Top of Data to use

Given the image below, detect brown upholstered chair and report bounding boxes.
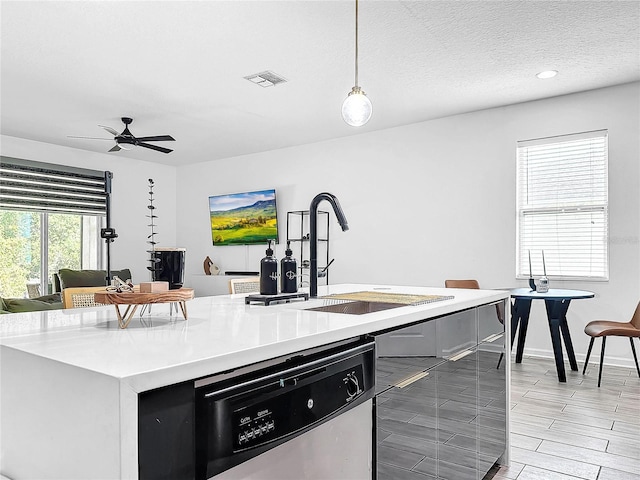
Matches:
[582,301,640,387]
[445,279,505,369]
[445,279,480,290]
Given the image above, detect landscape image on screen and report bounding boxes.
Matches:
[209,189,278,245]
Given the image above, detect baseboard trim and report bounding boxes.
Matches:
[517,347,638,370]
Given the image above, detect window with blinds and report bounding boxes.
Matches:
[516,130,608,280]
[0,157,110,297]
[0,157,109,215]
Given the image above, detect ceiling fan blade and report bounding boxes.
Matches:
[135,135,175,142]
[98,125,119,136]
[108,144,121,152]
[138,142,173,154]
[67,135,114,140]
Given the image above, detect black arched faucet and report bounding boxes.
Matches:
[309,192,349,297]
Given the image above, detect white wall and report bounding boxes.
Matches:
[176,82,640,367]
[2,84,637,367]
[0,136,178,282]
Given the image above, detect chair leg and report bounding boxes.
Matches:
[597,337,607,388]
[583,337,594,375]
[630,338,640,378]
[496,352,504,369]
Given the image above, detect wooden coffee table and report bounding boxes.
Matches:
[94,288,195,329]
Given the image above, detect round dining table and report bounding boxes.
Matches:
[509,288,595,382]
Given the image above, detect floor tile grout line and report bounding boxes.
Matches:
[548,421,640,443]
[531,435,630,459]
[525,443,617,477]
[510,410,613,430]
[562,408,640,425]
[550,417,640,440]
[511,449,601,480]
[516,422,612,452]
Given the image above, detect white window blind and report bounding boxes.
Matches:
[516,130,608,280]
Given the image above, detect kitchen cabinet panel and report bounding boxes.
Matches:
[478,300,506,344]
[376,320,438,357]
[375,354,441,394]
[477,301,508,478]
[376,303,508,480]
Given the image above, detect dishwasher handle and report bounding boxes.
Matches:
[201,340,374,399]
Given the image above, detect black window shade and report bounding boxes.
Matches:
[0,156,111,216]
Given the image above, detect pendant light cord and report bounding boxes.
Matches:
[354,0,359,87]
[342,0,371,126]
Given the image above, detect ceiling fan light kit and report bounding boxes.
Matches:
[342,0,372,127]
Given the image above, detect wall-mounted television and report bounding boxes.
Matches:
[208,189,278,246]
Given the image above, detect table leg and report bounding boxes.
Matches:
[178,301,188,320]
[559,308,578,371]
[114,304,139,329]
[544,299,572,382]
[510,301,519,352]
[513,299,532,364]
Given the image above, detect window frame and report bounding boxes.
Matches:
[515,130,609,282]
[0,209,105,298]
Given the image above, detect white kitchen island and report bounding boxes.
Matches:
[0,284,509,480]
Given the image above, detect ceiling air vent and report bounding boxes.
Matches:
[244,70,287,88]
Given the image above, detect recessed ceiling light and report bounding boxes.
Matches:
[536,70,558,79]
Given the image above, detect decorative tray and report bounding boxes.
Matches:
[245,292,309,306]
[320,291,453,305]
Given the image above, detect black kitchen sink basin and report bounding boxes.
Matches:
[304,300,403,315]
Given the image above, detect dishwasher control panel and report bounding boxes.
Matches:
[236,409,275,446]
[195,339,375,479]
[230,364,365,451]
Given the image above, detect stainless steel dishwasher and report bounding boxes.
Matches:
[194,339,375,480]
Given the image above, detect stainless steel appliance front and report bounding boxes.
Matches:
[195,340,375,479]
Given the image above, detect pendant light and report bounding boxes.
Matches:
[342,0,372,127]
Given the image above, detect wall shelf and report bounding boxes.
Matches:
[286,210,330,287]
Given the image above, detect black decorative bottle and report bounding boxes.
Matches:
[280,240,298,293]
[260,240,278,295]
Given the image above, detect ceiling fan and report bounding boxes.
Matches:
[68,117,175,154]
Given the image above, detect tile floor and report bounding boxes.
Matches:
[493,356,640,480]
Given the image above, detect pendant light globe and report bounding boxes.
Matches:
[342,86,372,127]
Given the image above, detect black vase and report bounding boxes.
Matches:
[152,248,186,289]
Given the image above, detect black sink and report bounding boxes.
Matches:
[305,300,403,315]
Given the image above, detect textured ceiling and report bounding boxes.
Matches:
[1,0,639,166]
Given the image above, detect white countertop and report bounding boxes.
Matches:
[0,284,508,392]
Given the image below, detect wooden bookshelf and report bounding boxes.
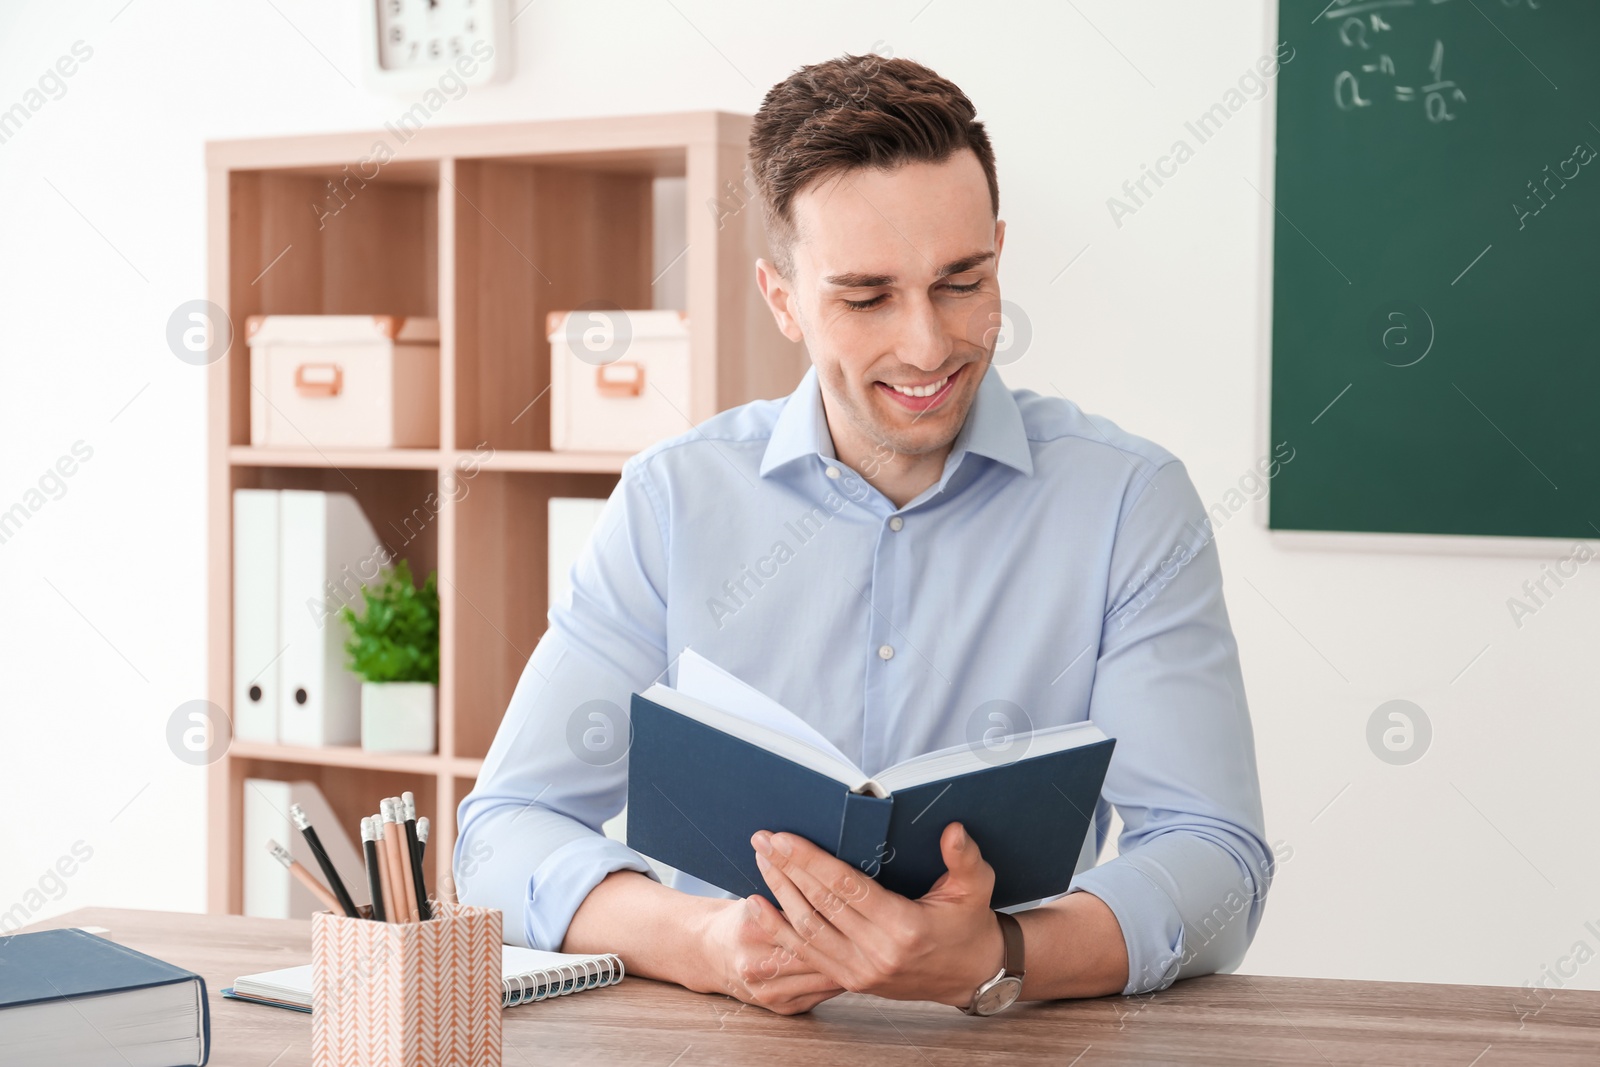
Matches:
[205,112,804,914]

Bottom of Data to use

◆ Exercise description ◆
Return the listing above verbatim and exclude every picture.

◆ Finished task ◆
Given the image below, detect brown upholstered chair and report bounding boxes.
Matches:
[582,301,640,387]
[445,279,505,369]
[445,279,480,290]
Given the image above, detect landscape image on screen and report bounding boxes.
Matches:
[209,189,278,245]
Given the image above, detect baseboard trim and report bounding boxes.
Matches:
[517,347,638,370]
Given the image above, detect window with blinds and report bounding boxes.
Matches:
[516,130,608,280]
[0,157,110,297]
[0,157,109,215]
Given the image above, detect ceiling fan blade and report bounding boxes.
Matches:
[135,135,175,142]
[98,125,119,136]
[108,144,121,152]
[138,142,173,154]
[67,135,114,140]
Given the image above, detect black arched faucet and report bounding boxes.
Matches:
[309,192,349,297]
Given the image above, detect white wall and report bounding boxes.
Matches:
[176,82,640,367]
[2,84,637,367]
[0,136,178,282]
Given the image above, detect chair leg and report bounding boxes.
Matches:
[597,337,607,388]
[583,337,594,375]
[630,338,640,378]
[496,352,504,369]
Given the image above, detect wooden coffee table and report bounding boxes.
Matches:
[94,288,195,329]
Given the image above, detect round dining table and report bounding boxes.
Matches:
[509,288,595,382]
Given the image above, detect floor tile grout line and report bounding boxes.
Matches:
[548,421,640,443]
[531,435,630,459]
[525,443,617,477]
[510,410,613,430]
[562,408,640,425]
[550,417,640,440]
[511,449,601,480]
[516,422,612,452]
Given the image above, detect white window blind and report bounding boxes.
Matches:
[516,130,608,280]
Given the image above, detect kitchen cabinet panel and report bounding boxes.
Matches:
[478,300,506,344]
[376,320,438,357]
[375,354,441,394]
[477,301,508,478]
[376,303,508,480]
Given the image above, detect dishwasher handle and report bounding boxes.
Matches:
[201,340,374,399]
Given the image above, detect black window shade and report bounding boxes.
Matches:
[0,156,111,216]
Given the image above, detect pendant light cord and report bounding boxes.
Matches:
[354,0,359,87]
[342,0,371,126]
Given the image above, detect ceiling fan light kit and report bounding boxes.
Matches:
[342,0,372,127]
Given the image above, detect wall-mounted television and report bounding boxes.
Matches:
[208,189,278,246]
Given the image above, detect table leg and report bounding boxes.
Matches:
[178,301,188,320]
[559,308,578,371]
[114,304,139,329]
[544,299,572,382]
[510,301,519,352]
[513,299,532,364]
Given the image above, detect window frame and report bounding boxes.
Matches:
[515,130,609,282]
[0,209,105,298]
Given the image above, detect white kitchen island and report bounding boxes.
Matches:
[0,284,509,480]
Given the image above, detect ceiling air vent and report bounding boxes.
Matches:
[244,70,287,88]
Given the image above, detect recessed ceiling light and report bounding boxes.
Matches:
[536,70,558,79]
Given the image above, detect decorative tray and report bounding boxes.
Matches:
[245,292,309,306]
[320,291,453,305]
Given the image above, detect black kitchen sink basin and report bounding boxes.
Matches:
[304,300,403,315]
Given the image above, detect dishwasher control panel and report bounding boxes.
Matches:
[236,409,275,446]
[195,339,375,479]
[230,364,365,451]
Given the image above, detect stainless steel dishwasher and report bounding boxes.
Matches:
[194,339,375,480]
Given the image above, detect stainless steel appliance front and report bounding boxes.
Matches:
[195,340,375,479]
Given the image above, detect pendant light and report bounding boxes.
Matches:
[342,0,372,127]
Given the image above, detect wall shelf and report bounding boxes.
Matches:
[286,210,330,287]
Given the image above, detect black decorative bottle and report bounding boxes.
Matches:
[280,240,298,293]
[260,240,278,295]
Given the image above, detect ceiling fan and report bounding boxes.
Matches:
[68,117,175,154]
Given the image above, detect tile floor and report bounding boxes.
Matches:
[493,356,640,480]
Given the image above, detect pendant light globe and report bounding boxes.
Matches:
[342,86,372,127]
Given the image above, detect black vase and report bounding boxes.
Matches:
[152,248,186,289]
Given the image above, detect black sink and report bounding boxes.
Matches:
[305,300,403,315]
Given the image above, detect textured ceiling and report bounding boxes.
Matches:
[1,0,639,166]
Given the image above, detect white countertop and report bounding boxes.
Matches:
[0,284,508,392]
Given the image below, detect wooden bookshelf and report bounding boxes.
Matches:
[205,112,804,914]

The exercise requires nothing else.